Collected data:
.....

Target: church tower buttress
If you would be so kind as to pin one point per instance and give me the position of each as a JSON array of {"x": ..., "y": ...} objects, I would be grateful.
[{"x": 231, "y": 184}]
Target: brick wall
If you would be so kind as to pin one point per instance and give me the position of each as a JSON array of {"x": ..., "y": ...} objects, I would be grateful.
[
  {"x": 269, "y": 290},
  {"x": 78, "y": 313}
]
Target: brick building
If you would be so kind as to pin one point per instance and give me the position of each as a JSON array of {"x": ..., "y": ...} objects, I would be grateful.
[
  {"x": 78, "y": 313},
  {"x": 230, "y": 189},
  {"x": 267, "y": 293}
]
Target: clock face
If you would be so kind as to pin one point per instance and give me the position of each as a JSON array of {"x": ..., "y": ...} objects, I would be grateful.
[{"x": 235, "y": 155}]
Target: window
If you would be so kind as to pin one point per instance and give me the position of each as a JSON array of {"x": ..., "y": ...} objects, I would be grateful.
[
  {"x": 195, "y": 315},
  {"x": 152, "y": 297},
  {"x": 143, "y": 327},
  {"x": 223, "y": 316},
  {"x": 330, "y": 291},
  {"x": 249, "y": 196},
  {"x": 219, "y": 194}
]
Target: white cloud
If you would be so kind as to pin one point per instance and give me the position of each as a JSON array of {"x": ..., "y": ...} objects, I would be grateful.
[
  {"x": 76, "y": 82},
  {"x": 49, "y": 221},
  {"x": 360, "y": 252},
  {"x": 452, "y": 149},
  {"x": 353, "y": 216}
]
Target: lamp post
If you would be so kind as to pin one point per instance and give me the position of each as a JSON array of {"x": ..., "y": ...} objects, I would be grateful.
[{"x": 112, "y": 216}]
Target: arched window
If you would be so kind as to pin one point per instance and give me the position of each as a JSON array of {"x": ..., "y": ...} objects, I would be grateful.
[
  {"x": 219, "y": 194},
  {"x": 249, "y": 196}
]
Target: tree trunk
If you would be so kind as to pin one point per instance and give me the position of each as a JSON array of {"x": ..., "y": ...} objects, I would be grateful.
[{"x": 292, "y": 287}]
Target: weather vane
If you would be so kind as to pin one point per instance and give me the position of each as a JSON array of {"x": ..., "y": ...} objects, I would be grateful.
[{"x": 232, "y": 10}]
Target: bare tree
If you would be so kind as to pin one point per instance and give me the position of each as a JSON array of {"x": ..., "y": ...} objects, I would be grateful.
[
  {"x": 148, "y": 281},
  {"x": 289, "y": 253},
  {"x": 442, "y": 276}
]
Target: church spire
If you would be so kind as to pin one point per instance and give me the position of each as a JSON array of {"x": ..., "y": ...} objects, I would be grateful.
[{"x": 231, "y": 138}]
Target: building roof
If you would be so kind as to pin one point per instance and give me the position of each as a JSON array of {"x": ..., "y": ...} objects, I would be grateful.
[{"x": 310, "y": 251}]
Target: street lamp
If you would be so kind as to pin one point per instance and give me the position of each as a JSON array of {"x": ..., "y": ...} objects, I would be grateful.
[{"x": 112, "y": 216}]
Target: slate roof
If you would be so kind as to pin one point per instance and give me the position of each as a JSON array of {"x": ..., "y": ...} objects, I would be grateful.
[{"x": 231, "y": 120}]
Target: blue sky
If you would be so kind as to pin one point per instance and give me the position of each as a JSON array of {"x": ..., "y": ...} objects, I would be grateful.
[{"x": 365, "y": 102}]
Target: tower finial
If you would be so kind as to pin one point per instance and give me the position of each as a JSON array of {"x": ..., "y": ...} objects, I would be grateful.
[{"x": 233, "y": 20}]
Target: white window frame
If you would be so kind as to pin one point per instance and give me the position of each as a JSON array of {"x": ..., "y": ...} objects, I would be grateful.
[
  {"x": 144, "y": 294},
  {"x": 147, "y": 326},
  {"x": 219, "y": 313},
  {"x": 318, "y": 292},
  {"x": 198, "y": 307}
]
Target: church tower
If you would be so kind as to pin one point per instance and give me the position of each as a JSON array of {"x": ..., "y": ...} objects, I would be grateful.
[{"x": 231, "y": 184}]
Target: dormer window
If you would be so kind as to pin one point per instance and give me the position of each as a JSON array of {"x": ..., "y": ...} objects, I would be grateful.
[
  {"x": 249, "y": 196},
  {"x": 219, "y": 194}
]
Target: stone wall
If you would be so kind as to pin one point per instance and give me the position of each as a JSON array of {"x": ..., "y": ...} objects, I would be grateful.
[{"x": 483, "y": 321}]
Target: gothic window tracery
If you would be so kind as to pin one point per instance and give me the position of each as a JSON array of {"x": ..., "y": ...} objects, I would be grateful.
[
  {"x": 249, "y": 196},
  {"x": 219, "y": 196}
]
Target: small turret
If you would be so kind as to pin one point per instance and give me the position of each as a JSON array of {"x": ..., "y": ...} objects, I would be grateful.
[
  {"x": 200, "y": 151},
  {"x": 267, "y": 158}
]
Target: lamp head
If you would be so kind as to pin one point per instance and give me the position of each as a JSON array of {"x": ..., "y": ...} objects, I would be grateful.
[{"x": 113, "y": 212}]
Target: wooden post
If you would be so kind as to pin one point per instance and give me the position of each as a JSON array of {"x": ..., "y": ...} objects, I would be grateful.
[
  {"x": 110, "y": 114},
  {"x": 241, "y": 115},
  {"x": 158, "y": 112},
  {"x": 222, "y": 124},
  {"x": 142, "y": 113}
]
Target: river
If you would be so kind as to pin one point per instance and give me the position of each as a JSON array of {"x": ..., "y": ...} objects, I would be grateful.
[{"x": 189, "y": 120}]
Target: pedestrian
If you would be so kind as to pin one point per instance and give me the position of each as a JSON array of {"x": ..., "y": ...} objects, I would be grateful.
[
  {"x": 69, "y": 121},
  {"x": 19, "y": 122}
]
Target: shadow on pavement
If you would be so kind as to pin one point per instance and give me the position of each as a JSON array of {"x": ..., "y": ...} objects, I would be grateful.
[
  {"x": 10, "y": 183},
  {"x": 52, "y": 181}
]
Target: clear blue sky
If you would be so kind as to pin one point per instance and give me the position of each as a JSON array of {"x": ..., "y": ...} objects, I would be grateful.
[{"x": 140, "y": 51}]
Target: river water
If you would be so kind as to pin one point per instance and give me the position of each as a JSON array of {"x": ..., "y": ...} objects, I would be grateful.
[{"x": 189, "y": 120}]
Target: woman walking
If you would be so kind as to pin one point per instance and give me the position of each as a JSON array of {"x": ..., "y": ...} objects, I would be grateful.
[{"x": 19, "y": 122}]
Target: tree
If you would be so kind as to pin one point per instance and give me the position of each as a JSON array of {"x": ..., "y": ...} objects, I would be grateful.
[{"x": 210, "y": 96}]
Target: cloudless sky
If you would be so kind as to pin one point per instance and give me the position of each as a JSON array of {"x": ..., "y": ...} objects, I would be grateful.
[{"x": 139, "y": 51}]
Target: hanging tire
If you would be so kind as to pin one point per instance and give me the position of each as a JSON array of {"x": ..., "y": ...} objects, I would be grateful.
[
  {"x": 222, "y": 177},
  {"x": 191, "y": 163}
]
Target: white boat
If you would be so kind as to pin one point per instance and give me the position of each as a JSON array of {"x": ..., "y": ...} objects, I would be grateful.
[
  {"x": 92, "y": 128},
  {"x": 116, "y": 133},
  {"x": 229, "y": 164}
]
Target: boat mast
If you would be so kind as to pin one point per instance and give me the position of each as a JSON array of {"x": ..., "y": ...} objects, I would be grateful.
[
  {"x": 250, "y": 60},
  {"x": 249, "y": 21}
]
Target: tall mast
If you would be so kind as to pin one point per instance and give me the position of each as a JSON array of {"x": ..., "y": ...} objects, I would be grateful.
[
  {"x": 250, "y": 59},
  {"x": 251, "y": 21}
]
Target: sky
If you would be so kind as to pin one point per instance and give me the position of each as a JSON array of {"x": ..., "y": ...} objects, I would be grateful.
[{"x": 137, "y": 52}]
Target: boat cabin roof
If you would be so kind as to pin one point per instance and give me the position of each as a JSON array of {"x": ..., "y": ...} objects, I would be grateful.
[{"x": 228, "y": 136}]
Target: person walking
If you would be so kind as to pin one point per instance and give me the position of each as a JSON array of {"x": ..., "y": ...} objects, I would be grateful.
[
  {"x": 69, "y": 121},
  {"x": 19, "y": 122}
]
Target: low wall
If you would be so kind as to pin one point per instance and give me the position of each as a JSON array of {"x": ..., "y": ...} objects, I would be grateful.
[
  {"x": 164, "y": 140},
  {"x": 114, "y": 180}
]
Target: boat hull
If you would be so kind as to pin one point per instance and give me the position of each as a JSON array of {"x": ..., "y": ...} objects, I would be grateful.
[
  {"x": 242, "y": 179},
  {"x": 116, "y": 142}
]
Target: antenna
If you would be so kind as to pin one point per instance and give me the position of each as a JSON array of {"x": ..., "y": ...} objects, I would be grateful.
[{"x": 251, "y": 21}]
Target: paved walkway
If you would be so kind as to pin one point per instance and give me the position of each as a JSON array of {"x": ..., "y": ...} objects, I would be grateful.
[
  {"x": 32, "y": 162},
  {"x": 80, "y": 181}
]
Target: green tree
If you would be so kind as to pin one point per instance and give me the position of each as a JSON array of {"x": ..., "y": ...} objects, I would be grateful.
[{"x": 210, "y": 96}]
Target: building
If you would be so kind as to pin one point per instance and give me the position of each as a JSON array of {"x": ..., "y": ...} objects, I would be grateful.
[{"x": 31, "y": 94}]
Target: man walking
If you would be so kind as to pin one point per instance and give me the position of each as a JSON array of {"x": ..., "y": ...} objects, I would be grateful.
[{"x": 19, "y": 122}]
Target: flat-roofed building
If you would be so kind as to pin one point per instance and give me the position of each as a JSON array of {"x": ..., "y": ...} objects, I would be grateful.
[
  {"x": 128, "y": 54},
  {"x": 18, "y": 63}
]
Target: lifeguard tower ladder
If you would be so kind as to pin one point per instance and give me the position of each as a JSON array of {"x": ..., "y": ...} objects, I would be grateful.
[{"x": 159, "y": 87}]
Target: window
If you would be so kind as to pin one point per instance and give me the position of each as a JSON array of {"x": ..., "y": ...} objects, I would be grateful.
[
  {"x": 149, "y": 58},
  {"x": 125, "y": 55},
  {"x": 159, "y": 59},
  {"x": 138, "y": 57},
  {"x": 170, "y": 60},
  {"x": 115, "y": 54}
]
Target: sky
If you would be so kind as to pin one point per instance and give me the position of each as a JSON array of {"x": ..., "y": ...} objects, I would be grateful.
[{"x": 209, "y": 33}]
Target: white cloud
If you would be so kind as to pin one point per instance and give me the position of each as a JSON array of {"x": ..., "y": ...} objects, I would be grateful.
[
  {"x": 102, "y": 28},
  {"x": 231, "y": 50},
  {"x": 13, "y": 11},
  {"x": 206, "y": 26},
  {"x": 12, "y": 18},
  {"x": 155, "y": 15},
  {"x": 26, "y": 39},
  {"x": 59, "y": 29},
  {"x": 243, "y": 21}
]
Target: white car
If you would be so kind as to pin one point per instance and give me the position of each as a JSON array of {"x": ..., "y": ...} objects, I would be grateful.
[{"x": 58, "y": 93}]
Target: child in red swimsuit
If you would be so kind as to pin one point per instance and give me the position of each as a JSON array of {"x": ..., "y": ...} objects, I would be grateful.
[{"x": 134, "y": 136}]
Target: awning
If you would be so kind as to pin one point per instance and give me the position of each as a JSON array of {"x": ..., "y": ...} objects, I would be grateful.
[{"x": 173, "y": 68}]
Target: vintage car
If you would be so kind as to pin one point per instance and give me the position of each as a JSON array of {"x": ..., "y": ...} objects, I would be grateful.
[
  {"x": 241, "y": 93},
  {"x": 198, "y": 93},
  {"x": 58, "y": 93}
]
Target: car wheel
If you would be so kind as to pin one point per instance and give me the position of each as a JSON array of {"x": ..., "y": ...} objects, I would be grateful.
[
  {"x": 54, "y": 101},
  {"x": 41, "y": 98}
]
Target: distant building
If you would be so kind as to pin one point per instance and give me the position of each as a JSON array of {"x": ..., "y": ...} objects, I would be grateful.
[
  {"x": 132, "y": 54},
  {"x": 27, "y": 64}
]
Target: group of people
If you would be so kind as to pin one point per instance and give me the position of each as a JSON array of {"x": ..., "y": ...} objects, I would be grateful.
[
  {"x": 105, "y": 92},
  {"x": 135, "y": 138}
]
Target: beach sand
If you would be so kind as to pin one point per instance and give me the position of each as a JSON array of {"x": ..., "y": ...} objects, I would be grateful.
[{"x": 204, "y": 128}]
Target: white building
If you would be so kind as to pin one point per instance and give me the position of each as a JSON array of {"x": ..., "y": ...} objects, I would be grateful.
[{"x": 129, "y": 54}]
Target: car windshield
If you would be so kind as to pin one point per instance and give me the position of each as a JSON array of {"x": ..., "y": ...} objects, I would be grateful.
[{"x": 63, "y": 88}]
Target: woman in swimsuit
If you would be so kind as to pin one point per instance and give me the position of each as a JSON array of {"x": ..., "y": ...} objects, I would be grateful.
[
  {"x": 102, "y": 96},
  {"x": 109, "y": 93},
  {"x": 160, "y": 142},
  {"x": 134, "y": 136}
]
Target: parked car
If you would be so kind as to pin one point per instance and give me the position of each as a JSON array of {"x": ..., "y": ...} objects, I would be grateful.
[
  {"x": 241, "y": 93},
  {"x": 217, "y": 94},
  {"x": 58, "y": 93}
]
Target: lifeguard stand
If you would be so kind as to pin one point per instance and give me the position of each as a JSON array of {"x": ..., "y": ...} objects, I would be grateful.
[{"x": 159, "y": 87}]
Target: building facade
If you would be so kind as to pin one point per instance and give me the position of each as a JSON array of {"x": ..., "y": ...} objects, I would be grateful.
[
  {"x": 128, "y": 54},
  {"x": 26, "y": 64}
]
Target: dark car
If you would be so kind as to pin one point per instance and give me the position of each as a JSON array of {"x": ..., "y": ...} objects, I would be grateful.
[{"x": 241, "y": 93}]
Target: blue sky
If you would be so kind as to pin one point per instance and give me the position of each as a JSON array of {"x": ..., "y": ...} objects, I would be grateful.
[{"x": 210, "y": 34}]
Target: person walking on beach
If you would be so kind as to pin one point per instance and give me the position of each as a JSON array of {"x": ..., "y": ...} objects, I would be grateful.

.....

| TASK GOAL |
Render everything from the line containing "Target: dark car" down to the end of the items as a Markdown table with the columns Row and Line. Give one line per row, number the rows, and leave out any blank lines.

| OUTPUT FOR THIS EXERCISE |
| Row | Line |
|---|---|
| 1 | Target: dark car |
| 2 | If you would be so kind as to pin one point per instance and give me the position of each as a JSON array of {"x": ..., "y": ...} objects, I would be grateful. |
| 3 | [{"x": 241, "y": 93}] |
| 4 | Target: blue sky |
| 5 | If you would be so kind as to pin one point per instance and give me the position of each as a JSON array of {"x": ..., "y": ...} objects, I would be grateful. |
| 6 | [{"x": 210, "y": 34}] |
| 7 | Target: person walking on beach |
| 8 | If you would be so kind as to pin one point per instance and give me the position of each as a JSON array of {"x": ..., "y": ...} objects, I would be grateful. |